WORK TO COMPLETE
Write down exactly the line where "the white building facade" occurs and every line that follows it through the end of the material below; include nothing else.

GIVEN RECORDS
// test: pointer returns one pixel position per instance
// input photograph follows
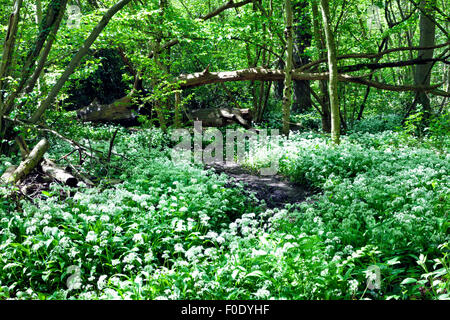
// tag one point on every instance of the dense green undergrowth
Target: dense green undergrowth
(175, 231)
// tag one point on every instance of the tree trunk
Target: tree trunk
(8, 47)
(323, 95)
(333, 73)
(77, 58)
(30, 162)
(58, 174)
(302, 40)
(287, 97)
(423, 72)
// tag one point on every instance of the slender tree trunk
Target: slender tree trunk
(332, 66)
(77, 58)
(423, 71)
(53, 12)
(38, 19)
(287, 97)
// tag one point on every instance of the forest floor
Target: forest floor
(275, 190)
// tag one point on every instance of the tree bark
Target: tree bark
(287, 96)
(427, 39)
(31, 161)
(302, 40)
(333, 73)
(77, 58)
(320, 45)
(8, 46)
(58, 174)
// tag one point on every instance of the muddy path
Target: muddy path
(275, 190)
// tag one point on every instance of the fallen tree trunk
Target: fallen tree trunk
(219, 117)
(58, 174)
(262, 74)
(31, 161)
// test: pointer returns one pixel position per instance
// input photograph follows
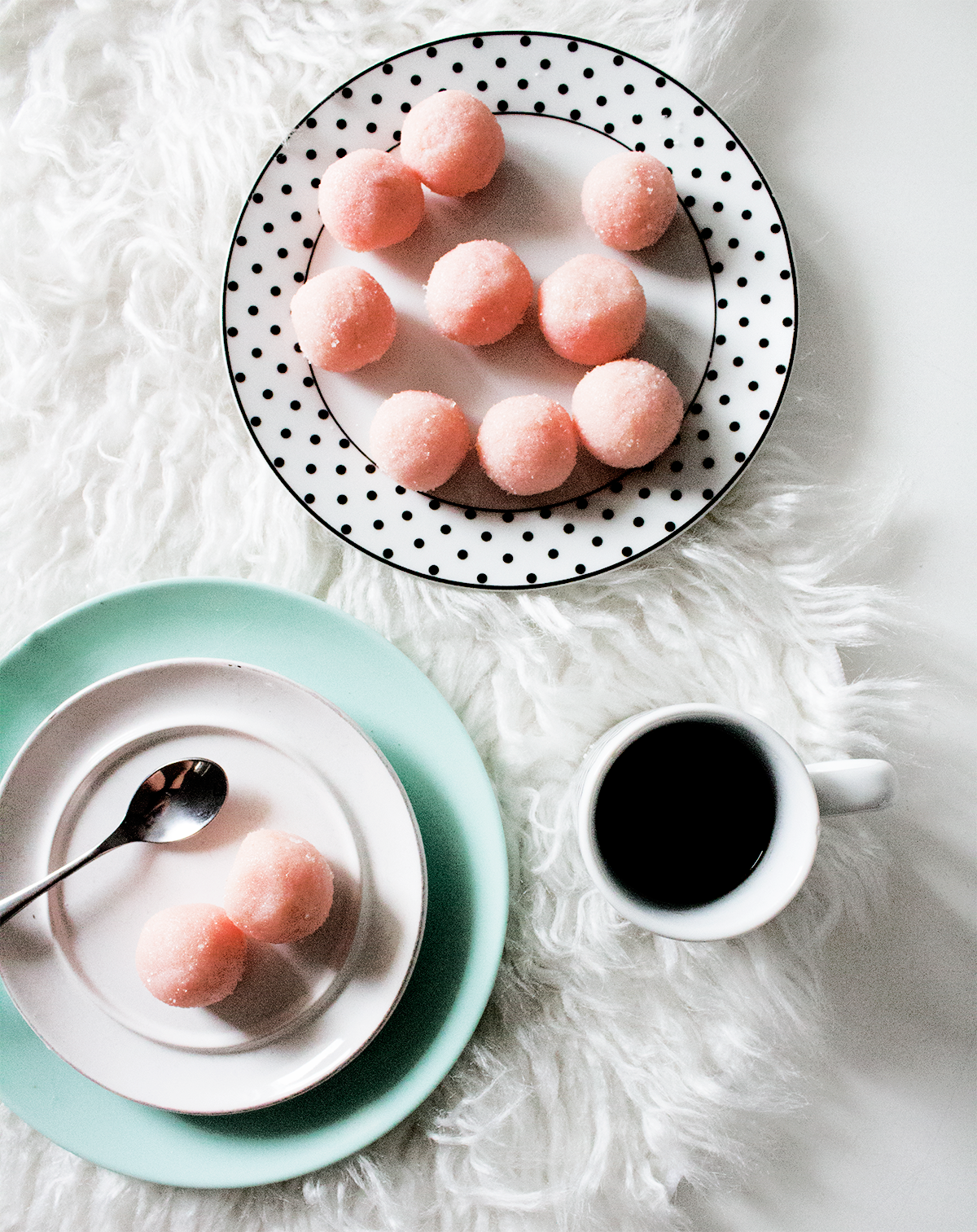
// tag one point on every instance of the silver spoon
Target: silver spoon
(174, 802)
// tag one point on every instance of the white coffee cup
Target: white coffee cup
(801, 795)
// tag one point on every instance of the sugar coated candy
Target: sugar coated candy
(528, 445)
(280, 888)
(370, 199)
(629, 201)
(626, 412)
(190, 955)
(343, 319)
(478, 292)
(592, 309)
(453, 143)
(419, 439)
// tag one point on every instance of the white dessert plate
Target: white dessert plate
(720, 288)
(293, 763)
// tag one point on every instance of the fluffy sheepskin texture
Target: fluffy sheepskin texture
(610, 1063)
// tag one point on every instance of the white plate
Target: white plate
(720, 290)
(293, 763)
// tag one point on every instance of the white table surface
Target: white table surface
(865, 121)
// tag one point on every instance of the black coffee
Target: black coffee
(686, 813)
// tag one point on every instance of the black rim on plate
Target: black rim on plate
(744, 376)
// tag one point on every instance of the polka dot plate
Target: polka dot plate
(720, 288)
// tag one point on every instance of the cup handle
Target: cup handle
(852, 785)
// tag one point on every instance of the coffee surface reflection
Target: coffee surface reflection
(686, 813)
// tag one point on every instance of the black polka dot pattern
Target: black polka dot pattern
(567, 83)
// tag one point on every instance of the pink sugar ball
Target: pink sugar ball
(190, 955)
(626, 412)
(478, 292)
(629, 199)
(528, 445)
(592, 309)
(280, 888)
(343, 319)
(419, 439)
(453, 142)
(370, 199)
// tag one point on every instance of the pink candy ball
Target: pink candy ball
(627, 412)
(629, 199)
(280, 888)
(478, 292)
(592, 309)
(419, 439)
(370, 199)
(190, 955)
(343, 319)
(528, 445)
(453, 142)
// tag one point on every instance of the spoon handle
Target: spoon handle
(12, 903)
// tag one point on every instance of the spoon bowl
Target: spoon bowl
(173, 804)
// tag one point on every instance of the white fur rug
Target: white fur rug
(611, 1063)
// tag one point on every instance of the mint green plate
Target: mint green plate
(467, 880)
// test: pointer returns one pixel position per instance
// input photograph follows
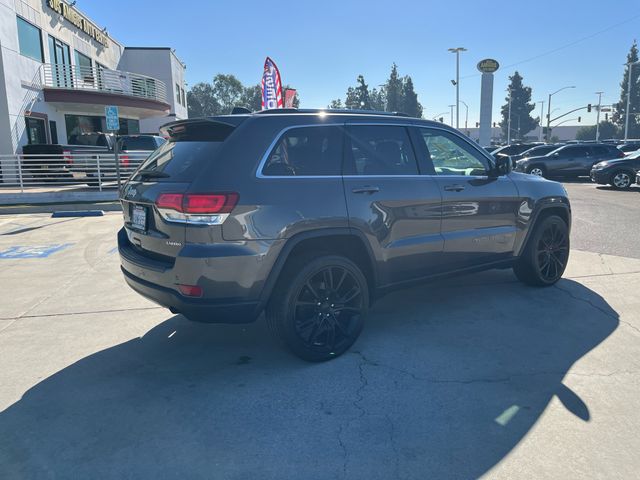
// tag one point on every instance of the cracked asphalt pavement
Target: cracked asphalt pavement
(478, 376)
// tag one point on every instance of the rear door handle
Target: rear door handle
(369, 189)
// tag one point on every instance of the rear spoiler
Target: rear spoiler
(199, 129)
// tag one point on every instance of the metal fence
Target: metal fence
(82, 172)
(59, 75)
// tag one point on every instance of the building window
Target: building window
(36, 130)
(84, 67)
(30, 40)
(60, 58)
(53, 129)
(82, 129)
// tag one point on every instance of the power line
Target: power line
(562, 47)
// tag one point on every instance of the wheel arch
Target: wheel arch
(347, 242)
(544, 208)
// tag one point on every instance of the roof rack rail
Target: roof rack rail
(331, 110)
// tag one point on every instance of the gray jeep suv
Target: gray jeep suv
(311, 215)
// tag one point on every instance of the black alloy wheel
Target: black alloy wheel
(552, 252)
(320, 313)
(546, 254)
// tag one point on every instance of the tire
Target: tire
(621, 180)
(546, 253)
(319, 306)
(537, 170)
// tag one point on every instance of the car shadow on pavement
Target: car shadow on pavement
(444, 382)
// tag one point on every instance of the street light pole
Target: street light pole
(598, 116)
(509, 121)
(626, 112)
(466, 117)
(457, 52)
(548, 136)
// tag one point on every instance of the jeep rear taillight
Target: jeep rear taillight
(196, 208)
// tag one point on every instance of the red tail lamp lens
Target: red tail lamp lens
(172, 201)
(210, 203)
(198, 203)
(190, 290)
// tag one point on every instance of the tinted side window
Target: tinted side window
(576, 152)
(306, 151)
(379, 150)
(450, 155)
(599, 150)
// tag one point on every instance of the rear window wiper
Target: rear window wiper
(152, 174)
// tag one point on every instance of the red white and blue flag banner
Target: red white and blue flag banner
(271, 86)
(289, 96)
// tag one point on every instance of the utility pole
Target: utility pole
(626, 112)
(548, 136)
(457, 52)
(509, 120)
(541, 102)
(598, 116)
(466, 117)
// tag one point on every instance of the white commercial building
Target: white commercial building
(59, 69)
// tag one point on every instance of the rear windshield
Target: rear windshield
(192, 145)
(138, 143)
(181, 161)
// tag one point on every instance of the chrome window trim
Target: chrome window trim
(278, 137)
(479, 149)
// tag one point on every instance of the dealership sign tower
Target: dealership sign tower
(487, 66)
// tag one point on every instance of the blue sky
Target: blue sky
(321, 46)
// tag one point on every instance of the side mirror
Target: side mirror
(503, 165)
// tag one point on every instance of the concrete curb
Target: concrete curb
(54, 207)
(59, 197)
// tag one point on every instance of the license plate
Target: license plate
(139, 217)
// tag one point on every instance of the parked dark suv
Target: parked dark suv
(572, 160)
(311, 215)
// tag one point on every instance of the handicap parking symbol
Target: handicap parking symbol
(23, 251)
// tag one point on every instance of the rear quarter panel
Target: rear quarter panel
(536, 195)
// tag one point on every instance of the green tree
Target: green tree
(618, 116)
(201, 101)
(393, 91)
(228, 91)
(521, 107)
(607, 130)
(358, 97)
(410, 103)
(378, 99)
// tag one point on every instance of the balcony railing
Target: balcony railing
(57, 75)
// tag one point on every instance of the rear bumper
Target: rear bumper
(197, 309)
(232, 276)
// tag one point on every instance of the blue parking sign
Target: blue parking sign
(111, 112)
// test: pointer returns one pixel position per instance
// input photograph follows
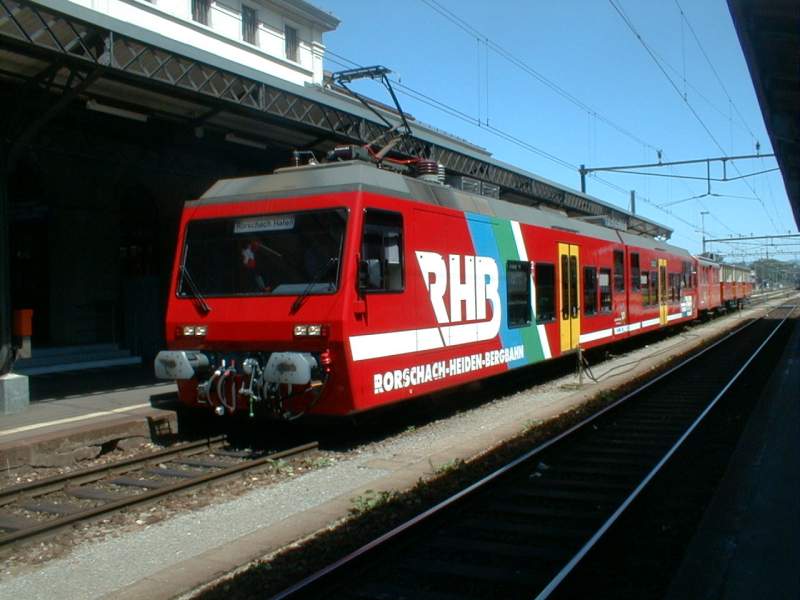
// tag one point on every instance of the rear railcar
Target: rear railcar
(709, 285)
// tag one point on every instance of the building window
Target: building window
(291, 41)
(604, 283)
(589, 290)
(249, 24)
(635, 273)
(200, 11)
(518, 292)
(545, 292)
(381, 268)
(619, 271)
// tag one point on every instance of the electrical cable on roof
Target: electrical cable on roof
(494, 46)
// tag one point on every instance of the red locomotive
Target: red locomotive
(332, 289)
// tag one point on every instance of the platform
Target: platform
(72, 417)
(748, 543)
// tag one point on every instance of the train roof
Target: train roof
(361, 176)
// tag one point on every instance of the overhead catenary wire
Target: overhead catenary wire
(461, 115)
(526, 68)
(685, 19)
(475, 121)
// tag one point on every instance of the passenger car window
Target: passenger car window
(635, 274)
(604, 283)
(518, 292)
(589, 290)
(381, 267)
(545, 278)
(619, 271)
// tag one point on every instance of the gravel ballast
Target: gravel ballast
(105, 566)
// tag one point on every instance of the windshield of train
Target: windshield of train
(275, 254)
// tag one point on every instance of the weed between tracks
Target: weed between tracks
(376, 512)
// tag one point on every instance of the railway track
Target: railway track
(519, 532)
(44, 507)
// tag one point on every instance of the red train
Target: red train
(332, 289)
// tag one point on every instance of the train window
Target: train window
(589, 290)
(565, 299)
(545, 279)
(381, 268)
(635, 274)
(687, 275)
(518, 292)
(675, 280)
(289, 254)
(604, 281)
(619, 271)
(653, 288)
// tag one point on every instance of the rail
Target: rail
(586, 477)
(150, 476)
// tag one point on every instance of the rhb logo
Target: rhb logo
(461, 289)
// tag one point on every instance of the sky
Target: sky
(571, 83)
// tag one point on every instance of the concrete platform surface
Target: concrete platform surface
(748, 543)
(57, 432)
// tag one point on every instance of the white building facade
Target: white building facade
(282, 38)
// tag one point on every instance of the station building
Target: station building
(119, 111)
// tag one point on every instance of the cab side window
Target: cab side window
(381, 268)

SOLUTION TO THE EXERCISE
// tag one point on every instance of the white building facade
Target: white building facade
(282, 38)
// tag one point on every instance of the station building
Target: station building
(119, 111)
// tag one point on every instance of the cab side window
Target: cab side window
(381, 268)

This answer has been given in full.